She's still at the centre of the Windrush controversy, and now Amber Rudd has indicated that the government is still divided over the EU customs union.
At a parliamentary lunch held for journalists yesterday, she responded ambiguously to a question over whether the UK would still be leaving the customs union.
“I'm not going to be drawn on that,” she responded.
"We still have a few discussions to be had in a really positive, consensual and easy way among some of my Cabinet colleagues in order to arrive at a final position.”
Yesterday, a non-binding debate was held in the House of Commons over whether to stay in the customs union, which ended with a motion that the country should stay in.
While the most vocal Brexit supporters didn’t attend, the debate showed that pro-EU conservatives were gaining support.
Rudd later attempted to clarify her comments on the customs union on Twitter, writing: “I should have been clearer - of course when we leave the EU we will be leaving the customs union.
“I wasn't going to get into ongoing cabinet discussions about our future trading relationship.”
The Home Secretary is finding herself under increasing pressure with calls to resign following the Windrush scandal.
On Wednesday she said the government had not set targets for voluntary departure – where foreigners without the right to remain in the UK leave of their own accord – but documents revealed that in 2015, a target of 12,000 departures was set.
Yesterday Rudd was called into the House of Commons for questioning about the targets.
Labour MEP Claude Moraes told Julia Hartley-Brewer this morning that he thought there was "a good case for her to go over Windrush" but that her resignation could be "conflated with everything else, Brexit, the whole political context".

+===+

→ **Problem 1**: According to the article on Amber Rudd, what target for voluntary departures did documents show was set in 2015?
→ **Problem 2**: Using the article on Amber Rudd, explain why Rudd would not say whether the UK would leave the customs union.
→ **Problem 3**: Write out the stretch of the article on Amber Rudd from "On Wednesday she" through "about the targets.".
The records have no connection to the article on Amber Rudd.

+===+

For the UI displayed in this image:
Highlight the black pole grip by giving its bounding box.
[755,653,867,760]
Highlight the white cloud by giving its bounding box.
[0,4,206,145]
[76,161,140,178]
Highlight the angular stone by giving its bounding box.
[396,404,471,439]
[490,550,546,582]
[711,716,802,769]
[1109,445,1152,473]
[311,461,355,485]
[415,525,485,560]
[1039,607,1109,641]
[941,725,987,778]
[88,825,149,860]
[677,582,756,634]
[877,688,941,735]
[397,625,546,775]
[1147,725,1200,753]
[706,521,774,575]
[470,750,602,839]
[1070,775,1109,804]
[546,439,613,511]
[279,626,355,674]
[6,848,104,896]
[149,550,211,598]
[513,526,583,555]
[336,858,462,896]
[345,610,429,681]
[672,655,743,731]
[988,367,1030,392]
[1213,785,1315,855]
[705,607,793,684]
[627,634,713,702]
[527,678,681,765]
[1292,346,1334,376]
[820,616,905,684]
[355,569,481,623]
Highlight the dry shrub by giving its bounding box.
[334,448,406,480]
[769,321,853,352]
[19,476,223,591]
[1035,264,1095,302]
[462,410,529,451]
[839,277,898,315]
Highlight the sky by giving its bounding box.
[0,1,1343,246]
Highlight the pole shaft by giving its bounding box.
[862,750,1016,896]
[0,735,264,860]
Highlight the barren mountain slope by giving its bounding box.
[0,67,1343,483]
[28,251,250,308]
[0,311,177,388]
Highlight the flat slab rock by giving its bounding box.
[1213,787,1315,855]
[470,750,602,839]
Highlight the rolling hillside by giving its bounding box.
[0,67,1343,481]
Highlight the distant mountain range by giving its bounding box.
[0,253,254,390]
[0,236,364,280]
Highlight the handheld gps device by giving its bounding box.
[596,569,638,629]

+===+

→ **Your solution 1**: A target of 12,000 departures was set in 2015.

→ **Your solution 2**: She said some of her Cabinet colleagues still had discussions to hold before they could arrive at a final position. Later, on Twitter, she said she had not wanted to get into ongoing cabinet discussions about the future trading relationship.

→ **Your solution 3**:
On Wednesday she said the government had not set targets for voluntary departure – where foreigners without the right to remain in the UK leave of their own accord – but documents revealed that in 2015, a target of 12,000 departures was set.
Yesterday Rudd was called into the House of Commons for questioning about the targets.